Budapest Open Access Initiative BOAI
"Open access meint, dass diese Literatur kostenfrei und
öffentlich im Internet zugänglich sein sollte, so dass
Interessierte die Volltexte lesen, herunterladen, kopieren,
verteilen, drucken, in ihnen suchen, auf sie verweisen und sie
auch sonst auf jede denkbare legale Weise benutzen können, ohne
finanzielle, gesetzliche oder technische Barrieren jenseits von
denen, die mit dem Internet-Zugang selbst verbunden sind. In
allen Fragen des Wiederabdrucks und der Verteilung und in allen
Fragen des Copyrights überhaupt sollte die einzige Einschränkung
darin bestehen, den jeweiligen Autorinnen und Autoren Kontrolle
über ihre Arbeit zu belassen und deren Recht zu sichern, dass
ihre Arbeit angemessen anerkannt und zitiert wird."
DFG
"Open Access bedeutet den für Nutzer entgeltfreien Zugriff auf
und die Möglichkeit umfassender Verwertung von
qualitätsgeprüften wissenschaftlichen Publikationen im
Internet."

**EINTRÄGE:**
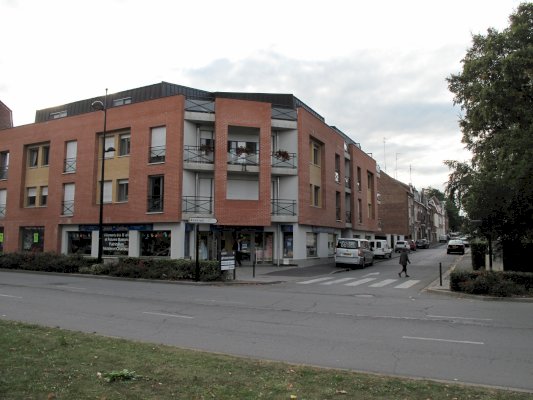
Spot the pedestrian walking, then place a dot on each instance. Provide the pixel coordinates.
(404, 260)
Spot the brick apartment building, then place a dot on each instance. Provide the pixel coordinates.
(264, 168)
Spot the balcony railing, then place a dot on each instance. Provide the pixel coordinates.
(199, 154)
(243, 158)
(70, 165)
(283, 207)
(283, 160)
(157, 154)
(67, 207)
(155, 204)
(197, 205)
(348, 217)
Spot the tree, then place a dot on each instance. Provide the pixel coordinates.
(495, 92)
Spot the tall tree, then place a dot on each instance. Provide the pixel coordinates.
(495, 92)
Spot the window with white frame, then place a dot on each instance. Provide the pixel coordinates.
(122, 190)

**SCHRIFTLICHE AUFGABE 1:** Worin sollte laut der BOAI-Definition in den Open-Access-Definitionen die einzige Einschränkung in Fragen des Copyrights bestehen?
**SCHRIFTLICHE AUFGABE 2:** Nenne alle Arten von Barrieren, die es laut den Open-Access-Definitionen nicht geben sollte.
**SCHRIFTLICHE AUFGABE 3:** Gib bitte für jede Aussage an, ob sie mit den Open-Access-Definitionen übereinstimmt, und belege dies mit einem wörtlichen Zitat: (a) Laut DFG ist der Zugriff für Nutzer entgeltfrei. (b) Die DFG-Definition bezieht sich auf Publikationen ohne Qualitätsprüfung. (c) Laut BOAI sollen auch die mit dem Internet-Zugang selbst verbundenen Barrieren wegfallen.

**ENDERGEBNIS 1:** Sie sollte darin bestehen, den jeweiligen Autorinnen und Autoren Kontrolle über ihre Arbeit zu belassen und ihr Recht zu sichern, dass ihre Arbeit angemessen anerkannt und zitiert wird.

**ENDERGEBNIS 2:** finanzielle, gesetzliche, technische

**ENDERGEBNIS 3:**
(a) Ja: „den für Nutzer entgeltfreien Zugriff“
(b) Nein: „qualitätsgeprüften wissenschaftlichen Publikationen“
(c) Nein: „jenseits von denen, die mit dem Internet-Zugang selbst verbunden sind“